---------- DATA FOR THE TASK
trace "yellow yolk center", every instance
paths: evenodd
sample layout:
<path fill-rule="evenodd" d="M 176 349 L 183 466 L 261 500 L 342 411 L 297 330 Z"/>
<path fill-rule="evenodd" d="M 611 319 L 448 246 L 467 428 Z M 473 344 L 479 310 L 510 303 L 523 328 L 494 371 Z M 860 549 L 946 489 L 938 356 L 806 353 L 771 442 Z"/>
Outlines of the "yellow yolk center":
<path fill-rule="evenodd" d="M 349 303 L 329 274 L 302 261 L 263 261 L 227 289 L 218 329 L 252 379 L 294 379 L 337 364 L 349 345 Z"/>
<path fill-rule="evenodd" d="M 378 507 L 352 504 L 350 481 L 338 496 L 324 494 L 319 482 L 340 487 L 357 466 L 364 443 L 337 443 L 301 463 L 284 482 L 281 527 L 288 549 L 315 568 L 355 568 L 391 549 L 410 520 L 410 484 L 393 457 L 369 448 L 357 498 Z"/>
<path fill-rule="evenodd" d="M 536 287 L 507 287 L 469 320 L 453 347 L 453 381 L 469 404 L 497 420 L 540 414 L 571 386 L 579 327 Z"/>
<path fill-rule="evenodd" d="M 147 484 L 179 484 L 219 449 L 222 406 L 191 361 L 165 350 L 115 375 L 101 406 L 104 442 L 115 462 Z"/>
--------------------
### EXERCISE DIRECTIONS
Repeat every line of the entries above verbatim, without changing anything.

### FULL SOLUTION
trace "yellow yolk center", every instance
paths: evenodd
sample layout:
<path fill-rule="evenodd" d="M 176 349 L 183 466 L 261 500 L 342 411 L 297 330 Z"/>
<path fill-rule="evenodd" d="M 611 319 L 448 246 L 467 428 Z M 473 344 L 479 310 L 510 303 L 523 328 L 494 371 Z M 860 549 L 946 489 L 938 356 L 806 353 L 771 442 Z"/>
Outlines of the "yellow yolk center":
<path fill-rule="evenodd" d="M 349 303 L 329 274 L 302 261 L 263 261 L 227 289 L 218 329 L 252 379 L 294 379 L 337 364 L 349 345 Z"/>
<path fill-rule="evenodd" d="M 378 507 L 352 504 L 350 481 L 338 496 L 324 494 L 319 482 L 340 487 L 357 466 L 364 443 L 337 443 L 301 463 L 284 482 L 281 527 L 288 549 L 315 568 L 355 568 L 391 549 L 410 520 L 410 484 L 393 457 L 369 448 L 357 498 Z"/>
<path fill-rule="evenodd" d="M 536 287 L 507 287 L 469 320 L 453 347 L 453 381 L 469 404 L 497 420 L 540 414 L 571 386 L 579 327 Z"/>
<path fill-rule="evenodd" d="M 147 484 L 179 484 L 219 449 L 222 406 L 191 361 L 165 350 L 115 375 L 101 406 L 104 442 L 115 462 Z"/>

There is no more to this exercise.